'''

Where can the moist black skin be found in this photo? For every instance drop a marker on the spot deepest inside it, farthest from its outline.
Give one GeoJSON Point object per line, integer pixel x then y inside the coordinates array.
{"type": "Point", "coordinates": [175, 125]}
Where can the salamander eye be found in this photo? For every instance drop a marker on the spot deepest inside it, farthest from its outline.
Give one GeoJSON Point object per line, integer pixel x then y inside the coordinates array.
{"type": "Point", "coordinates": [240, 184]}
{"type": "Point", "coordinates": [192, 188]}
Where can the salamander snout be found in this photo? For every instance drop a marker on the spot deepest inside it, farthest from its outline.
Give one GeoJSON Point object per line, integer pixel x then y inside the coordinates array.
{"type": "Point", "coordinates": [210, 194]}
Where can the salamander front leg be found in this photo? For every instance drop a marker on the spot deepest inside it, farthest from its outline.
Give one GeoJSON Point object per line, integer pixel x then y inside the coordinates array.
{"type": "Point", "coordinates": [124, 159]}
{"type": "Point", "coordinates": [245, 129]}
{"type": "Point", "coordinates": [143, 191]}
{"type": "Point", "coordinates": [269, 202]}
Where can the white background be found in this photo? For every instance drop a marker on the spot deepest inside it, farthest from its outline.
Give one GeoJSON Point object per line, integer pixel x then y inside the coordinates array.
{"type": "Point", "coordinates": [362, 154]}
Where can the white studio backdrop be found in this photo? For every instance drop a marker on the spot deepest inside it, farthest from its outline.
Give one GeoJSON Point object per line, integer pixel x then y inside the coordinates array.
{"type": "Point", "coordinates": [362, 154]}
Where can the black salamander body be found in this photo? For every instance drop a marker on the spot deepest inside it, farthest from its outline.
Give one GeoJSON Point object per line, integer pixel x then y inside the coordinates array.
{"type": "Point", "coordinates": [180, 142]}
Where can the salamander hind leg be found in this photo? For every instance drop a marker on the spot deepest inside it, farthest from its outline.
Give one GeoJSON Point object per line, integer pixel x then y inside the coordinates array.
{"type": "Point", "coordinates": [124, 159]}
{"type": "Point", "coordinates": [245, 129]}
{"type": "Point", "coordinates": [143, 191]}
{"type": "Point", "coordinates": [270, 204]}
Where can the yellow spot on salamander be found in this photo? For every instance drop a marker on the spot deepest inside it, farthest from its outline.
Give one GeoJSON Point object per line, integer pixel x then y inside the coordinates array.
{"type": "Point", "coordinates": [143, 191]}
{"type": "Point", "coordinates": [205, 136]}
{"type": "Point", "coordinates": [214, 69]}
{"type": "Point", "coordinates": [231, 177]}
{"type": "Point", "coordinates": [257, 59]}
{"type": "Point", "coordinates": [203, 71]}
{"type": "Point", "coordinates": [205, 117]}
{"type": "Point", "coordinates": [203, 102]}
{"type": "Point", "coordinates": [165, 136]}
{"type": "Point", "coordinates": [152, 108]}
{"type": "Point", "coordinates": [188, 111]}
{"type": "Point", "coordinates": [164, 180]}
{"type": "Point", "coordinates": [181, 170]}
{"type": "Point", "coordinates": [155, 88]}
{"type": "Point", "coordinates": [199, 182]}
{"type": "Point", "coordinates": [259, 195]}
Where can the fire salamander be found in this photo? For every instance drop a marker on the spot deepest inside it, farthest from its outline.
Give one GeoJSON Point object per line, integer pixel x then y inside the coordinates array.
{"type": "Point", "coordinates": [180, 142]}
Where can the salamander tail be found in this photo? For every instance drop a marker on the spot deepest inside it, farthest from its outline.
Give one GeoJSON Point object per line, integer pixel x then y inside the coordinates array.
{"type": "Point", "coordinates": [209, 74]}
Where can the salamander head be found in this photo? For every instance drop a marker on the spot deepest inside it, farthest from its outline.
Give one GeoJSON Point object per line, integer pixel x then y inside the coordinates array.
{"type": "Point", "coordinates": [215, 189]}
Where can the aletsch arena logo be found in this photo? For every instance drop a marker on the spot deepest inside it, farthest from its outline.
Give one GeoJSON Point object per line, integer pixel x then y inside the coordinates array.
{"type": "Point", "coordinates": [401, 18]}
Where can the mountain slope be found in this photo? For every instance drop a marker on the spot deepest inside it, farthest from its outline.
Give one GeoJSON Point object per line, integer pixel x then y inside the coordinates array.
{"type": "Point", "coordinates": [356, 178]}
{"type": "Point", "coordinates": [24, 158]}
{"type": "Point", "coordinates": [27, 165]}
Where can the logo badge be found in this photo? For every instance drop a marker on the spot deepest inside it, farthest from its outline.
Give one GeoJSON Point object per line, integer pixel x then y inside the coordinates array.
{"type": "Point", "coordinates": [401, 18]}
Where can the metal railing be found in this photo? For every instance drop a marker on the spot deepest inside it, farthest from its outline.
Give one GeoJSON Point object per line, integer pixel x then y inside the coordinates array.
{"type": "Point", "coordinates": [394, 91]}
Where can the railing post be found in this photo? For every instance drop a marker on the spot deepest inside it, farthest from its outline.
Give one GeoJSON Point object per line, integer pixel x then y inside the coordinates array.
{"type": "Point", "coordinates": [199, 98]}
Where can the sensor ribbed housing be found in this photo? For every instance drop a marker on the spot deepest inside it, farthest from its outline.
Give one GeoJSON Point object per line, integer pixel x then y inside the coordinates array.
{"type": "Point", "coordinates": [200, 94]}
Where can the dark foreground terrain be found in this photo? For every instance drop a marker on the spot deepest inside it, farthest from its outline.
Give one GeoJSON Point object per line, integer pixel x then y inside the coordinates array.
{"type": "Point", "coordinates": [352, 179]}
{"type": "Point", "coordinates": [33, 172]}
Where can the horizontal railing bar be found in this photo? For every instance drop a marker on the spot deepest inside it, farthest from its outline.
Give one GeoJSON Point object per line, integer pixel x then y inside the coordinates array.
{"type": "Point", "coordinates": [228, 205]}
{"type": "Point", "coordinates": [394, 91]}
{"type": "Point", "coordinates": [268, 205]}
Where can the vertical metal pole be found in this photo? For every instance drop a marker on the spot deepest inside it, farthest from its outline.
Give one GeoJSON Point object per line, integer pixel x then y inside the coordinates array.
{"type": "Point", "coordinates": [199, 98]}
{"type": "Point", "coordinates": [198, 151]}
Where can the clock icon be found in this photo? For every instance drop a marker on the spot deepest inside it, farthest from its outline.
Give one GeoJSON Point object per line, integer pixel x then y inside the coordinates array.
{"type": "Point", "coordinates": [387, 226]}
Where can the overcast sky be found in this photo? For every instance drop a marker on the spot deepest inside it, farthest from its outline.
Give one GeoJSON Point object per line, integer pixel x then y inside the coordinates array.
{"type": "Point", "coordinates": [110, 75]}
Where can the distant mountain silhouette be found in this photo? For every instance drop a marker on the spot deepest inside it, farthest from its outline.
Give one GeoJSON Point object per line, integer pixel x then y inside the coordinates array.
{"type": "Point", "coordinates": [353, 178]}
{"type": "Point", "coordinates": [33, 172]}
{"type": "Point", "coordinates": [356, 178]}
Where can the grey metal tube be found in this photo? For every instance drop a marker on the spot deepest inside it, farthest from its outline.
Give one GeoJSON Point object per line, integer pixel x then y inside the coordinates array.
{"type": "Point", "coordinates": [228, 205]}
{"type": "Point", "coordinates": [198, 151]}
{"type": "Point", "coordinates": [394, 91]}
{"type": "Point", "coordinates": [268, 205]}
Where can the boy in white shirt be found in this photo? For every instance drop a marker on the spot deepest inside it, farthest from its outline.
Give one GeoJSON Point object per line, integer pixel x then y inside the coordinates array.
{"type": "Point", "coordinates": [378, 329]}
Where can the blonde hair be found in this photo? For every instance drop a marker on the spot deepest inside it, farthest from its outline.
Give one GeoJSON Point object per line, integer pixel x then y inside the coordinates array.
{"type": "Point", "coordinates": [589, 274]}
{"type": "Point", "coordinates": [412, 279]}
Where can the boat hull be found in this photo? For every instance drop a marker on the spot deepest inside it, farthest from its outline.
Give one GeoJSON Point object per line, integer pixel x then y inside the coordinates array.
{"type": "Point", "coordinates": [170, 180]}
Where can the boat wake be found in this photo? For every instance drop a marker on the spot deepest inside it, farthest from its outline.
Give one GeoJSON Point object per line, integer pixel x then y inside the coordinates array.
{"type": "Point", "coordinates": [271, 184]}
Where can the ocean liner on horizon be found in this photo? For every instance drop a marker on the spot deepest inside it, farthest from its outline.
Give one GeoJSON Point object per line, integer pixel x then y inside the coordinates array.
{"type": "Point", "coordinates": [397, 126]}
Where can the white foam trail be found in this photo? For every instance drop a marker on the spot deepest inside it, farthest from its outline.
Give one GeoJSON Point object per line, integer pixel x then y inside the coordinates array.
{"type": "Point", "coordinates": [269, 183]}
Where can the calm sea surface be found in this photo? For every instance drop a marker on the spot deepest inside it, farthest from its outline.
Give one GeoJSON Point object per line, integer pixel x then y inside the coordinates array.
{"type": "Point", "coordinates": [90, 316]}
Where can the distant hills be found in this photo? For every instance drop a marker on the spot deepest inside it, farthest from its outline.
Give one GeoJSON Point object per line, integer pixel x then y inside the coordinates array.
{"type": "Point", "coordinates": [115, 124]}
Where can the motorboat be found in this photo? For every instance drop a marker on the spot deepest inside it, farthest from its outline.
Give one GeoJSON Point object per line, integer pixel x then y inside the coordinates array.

'''

TASK TO COMPLETE → For this exercise, please copy exactly the lines of the material above from its first line through the line where "Where can the salamander eye" appears.

SOLUTION FOR THIS EXERCISE →
Where can the moist black skin be found in this photo? For every instance drop a marker on the spot deepest inside it, farthest from its outline.
Give one GeoJSON Point object per line, integer pixel x then y inside the coordinates array.
{"type": "Point", "coordinates": [175, 125]}
Where can the salamander eye be found in this photo? For every instance drop a marker on the spot deepest inside it, farthest from its outline.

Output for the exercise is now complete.